- [任务说明]: 请接着下方求支配树的 C++ 代码，从最后一行之后续写下去。

求出支配树输出到father的和即可
using namespace std;
const int N=300005;
int n,m,h[N],cnt,se[N],id[N],rl[N],fa[N],dfn[N],tot,f[N],v[N];
long long ans[N];
vector<int>p[N],d[N];
struct qwe
{
int ne,to;
}e[N];
int read()
{
int r=0,f=1;
char p=getchar();
while(p>'9'||p<'0')
{
if(p=='-')
f=-1;
p=getchar();
}
while(p>='0'&&p<='9')
{
r=r*10+p-48;
p=getchar();
}
return r*f;
}
void add(int u,int v)
{
cnt++;
e[cnt].ne=h[u];
e[cnt].to=v;
h[u]=cnt;
}
void dfs(int u)
{
dfn[u]=++tot;
rl[tot]=u;
for(int i=h[u];i;i=e[i].ne)
{
p[e[i].to].push_back(u);
if(!dfn[e[i].to])
{
fa[e[i].to]=u;
dfs(e[i].to);
}
}
}
int zhao(int x)
{
if(f[x]==x)
return x;
int fa=zhao(f[x]);
if(dfn[se[v[f[x]]]]<dfn[se[v[x]]])
v[x]=v[f[x]];
return f[x]=fa;
}
int main()
{
while(~scanf("%d%d",&n,&m))
{
memset(h,0,sizeof(h));
memset(id,0,sizeof(id));
memset(dfn,0,sizeof(dfn));
memset(ans,0,sizeof(ans));
cnt=0;tot=0;
for(int i=1;i<=n;i++)
p[i].clear(),d[i].clear(),f[i]=v[i]=se[i]=i;
for(int i=1;i<=m;i++)
{
int x=read(),y=read();
add(x,y);
}
dfs(n);
for(int i=tot;i>=2;i--)
{
for(int j=0;j<p[rl[i]].size();j++)

- [数据摘录]:
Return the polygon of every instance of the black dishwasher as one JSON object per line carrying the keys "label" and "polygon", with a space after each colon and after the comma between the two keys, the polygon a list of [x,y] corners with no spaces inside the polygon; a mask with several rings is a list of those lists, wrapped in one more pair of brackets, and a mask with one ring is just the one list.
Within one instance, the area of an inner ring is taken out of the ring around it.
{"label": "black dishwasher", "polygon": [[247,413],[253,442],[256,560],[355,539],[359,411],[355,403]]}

- [本题输出]:
{
if(dfn[p[rl[i]][j]]<dfn[rl[i]])
se[rl[i]]=(dfn[se[rl[i]]]<dfn[p[rl[i]][j]])?se[rl[i]]:p[rl[i]][j];
else
{
zhao(p[rl[i]][j]);
se[rl[i]]=(dfn[se[rl[i]]]<dfn[se[v[p[rl[i]][j]]]])?se[rl[i]]:se[v[p[rl[i]][j]]];
}
}
f[rl[i]]=fa[rl[i]];
d[se[rl[i]]].push_back(rl[i]);
for(int j=0;j<d[fa[rl[i]]].size();j++)
{
zhao(d[fa[rl[i]]][j]);
id[d[fa[rl[i]]][j]]=(dfn[se[v[d[fa[rl[i]]][j]]]]<dfn[se[d[fa[rl[i]]][j]]])?v[d[fa[rl[i]]][j]]:fa[rl[i]];
}
}
for(int i=2;i<=tot;i++)
if(id[rl[i]]!=se[rl[i]])
id[rl[i]]=id[id[rl[i]]];
for(int i=1;i<=n;i++)
ans[i]=0;
for(int i=1;i<=tot;i++)
{
ans[rl[i]]+=rl[i];
if(id[rl[i]])
ans[rl[i]]+=ans[id[rl[i]]];
}
for(int i=1;i<n;i++)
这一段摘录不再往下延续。